> [EXTRAIT FOURNI]

-------------------------

ÉQUITÉ

Secteurs multi-collèges

Mise en place d'expérimentations pour rétablir la mixité sociale dans les collèges

 

       « Ramener à moins de 10% les écarts de réussite scolaire entre élèves »[1]. Voici un des objectifs fixés par le quinquennat de François Hollande.

 

        De cette façon, vont être lancées des expérimentations visant à renforcer la mixité sociale pour la rentrée 2017 dans les collèges. Ces expérimentations sont multiples et passent par des actions sur l’offre de formation ainsi que la modification de la sectorisation. Une expérimentation sort particulièrement du lot : la création des secteurs multicollèges.[2] Par ailleurs, celle-ci se fonde sur une affectation algorithmique des élèves : il s'agit d'une version dérivée d'Affelnet 6ème.

 

         La création des secteurs multicollèges a été rendue possible par la loi du 8 juillet 2013. L’article L. 213-1 du Code de l’Éducation dispose que « lorsque cela favorise la mixité sociale, un même secteur de recrutement peut être partagé par plusieurs collèges publics situés à l’intérieur d’un même périmètre de transports urbains ».

 

Comment ?

      Dans ces secteurs, au moins deux établissements, l'un attractif et l'autre moins réputé, vont s’agréger. Chaque élève devra ordonner ses vœux, et c’est finalement un algorithme qui attribuera les places en fonction de la proximité géographique mais également d’autres critères tels que le handicap, le rapprochement de fratrie ou le quotient familial. Le but est d’empêcher une ségrégation sociale au niveau des collèges en favorisant la mixité sociale. Le ministère de l’éducation nationale indique néanmoins que "Ces critères ne sont pas arrêtés. Ils doivent être discutés avec les familles. »[3]

Source : Schneider, Frédérique. « Un algorithme pour plus de mixité sociale dans les collèges parisiens ». La Croix, 13 septembre 2016, sect. Famille.

-------------------------

Poursuivez le texte sur les secteurs multicollèges en reprenant juste après sa dernière phrase.

> [DONNÉES FOURNIES]
-------------------------

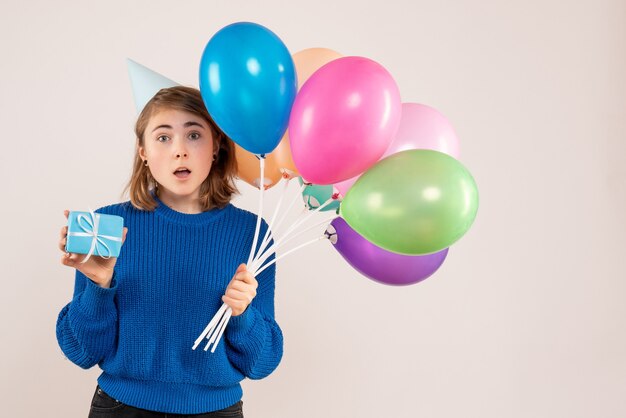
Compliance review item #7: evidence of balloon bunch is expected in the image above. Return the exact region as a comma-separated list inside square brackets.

-------------------------

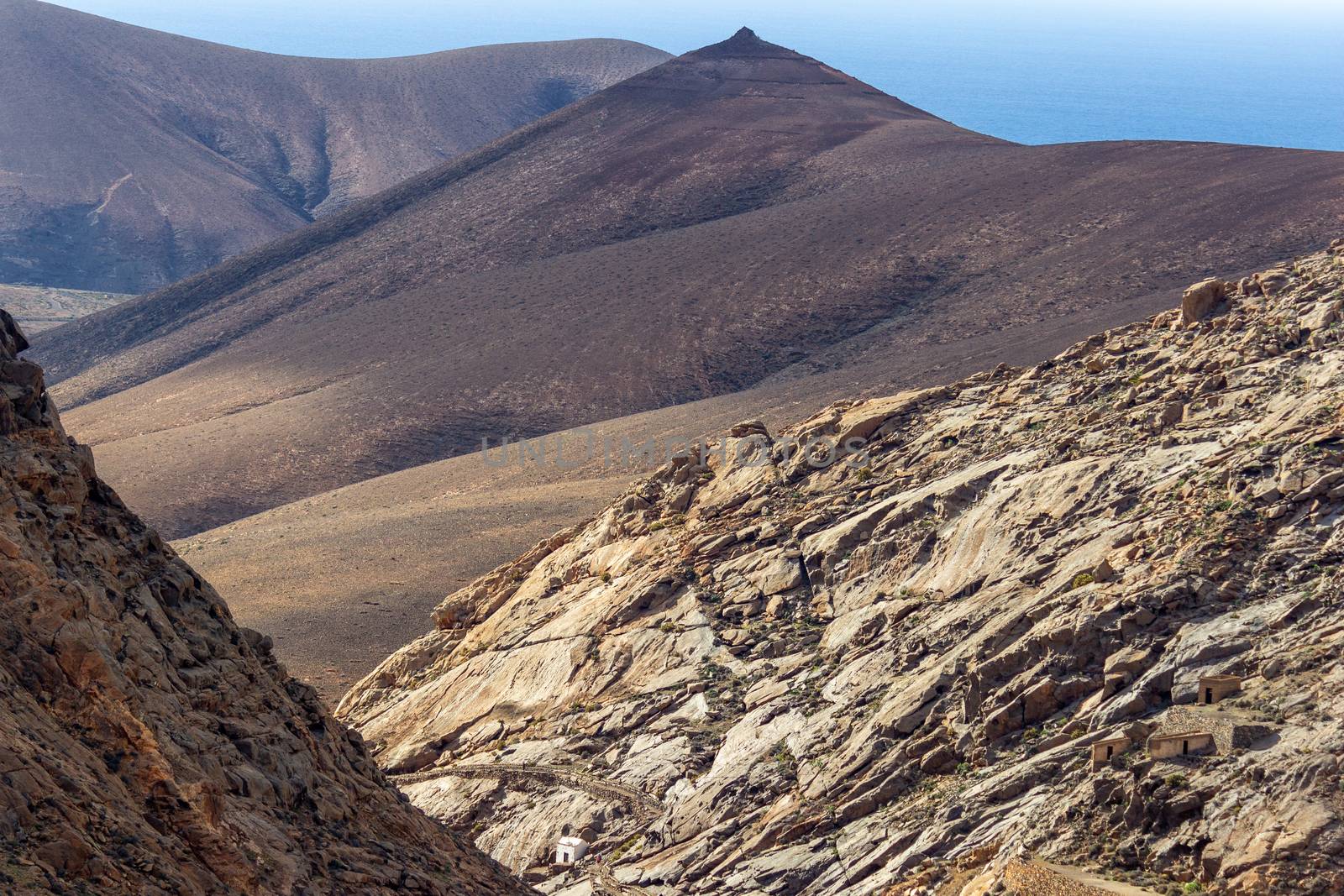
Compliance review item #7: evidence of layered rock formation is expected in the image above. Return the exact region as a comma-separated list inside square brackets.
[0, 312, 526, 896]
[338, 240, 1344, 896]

-------------------------

> [RÉSULTAT DE L'EXERCICE]
Un accueil plus ou moins favorable

Source : Association Parents Citoyens. Disponible sur http://parentscitoyens.canalblog.com/archives/2011/05/05/21060803.html. [Consulté le 29/05/2017]

        Julien Grenet, un économiste spécialisé dans les politiques éducatives et proche de Thomas Piketty, soutient ce projet. Selon lui, il permettrait de favoriser la mixité sociale et d’établir une plus grande réussite de chaque collégien, sans distinction. C’est pour cette raison qu’il travaille en coopération avec la direction des affaires sociales de Paris pour « renforcer la mixité sociale dans les collèges ». Au vu de la situation alarmante de l’enseignement français qui perpétue les inégalités, il affirme « la nécessité de prendre des mesures ».[4]

           Néanmoins, le projet ne reçoit pas de soutien unanime : des parents d’élèves s’y opposent fortement. Pour comprendre davantage cette situation, il convient d’étudier les expérimentations de ce projet dans l’Académie de Paris car elle cristallise les points saillants de la controverse. D’abord, parce qu’elle met en exergue le statut particulier de l’Académie de Paris, qui n’utilise pas Affelnet 6e pour affecter les élèves. D’autre part, parce que l’Académie de Paris est la plus ségréguée socialement de France.[5] Pour Julien Grenet, les secteurs multicollèges seraient l’occassion d’introduire Affelnet 6e dans l’académie de Paris.[6]

        Ainsi, douze projets ont été soumis à la mairie par l’Académie de Paris. Quatre secteurs et huit collèges ont été retenus pour engager des concertations avec l’accord des maires d’arrondissement. Les objectifs pour les différents secteurs sont de « rééquilibrer les caractéristiques des collèges » et de « profiter de la nécessité de réalimenter un collège en perte d’élèves pour y adjoindre un objectif de mixité sociale ».

Source des deux illustrations : FCPE, association de parents d'élèves. Disponible sur http://www.fcpe75.org/secteurs-multi-colleges-dans-le-18e-le-point-sur-la-situation/. [Consulté le 04/06/2017]

Image ci-dessus : Comparaison entre collèges Berlioz et Coysevox d'une part et entre secteurs Berlioz et Coysevox d'autre part au niveau des Catégories Socio-Professionnelle.

On voit que que la mise en place des secteurs a permis d'homogénéiser les proportions des différentes Catégories Socio-Professionnelles (PCS) entre les collèges. Néanmoins, il reste un déséquilibre entre les deux établissements, où l'un est fréquenté davantage par des élèves dont les parents ont une PCS plus favorisée que l'autre. 

 

Image ci-contre : Part de la CSP "Cadre-Profession - Intellectuelle supérieure par rapport à la CSP "Employé - Ouvrier".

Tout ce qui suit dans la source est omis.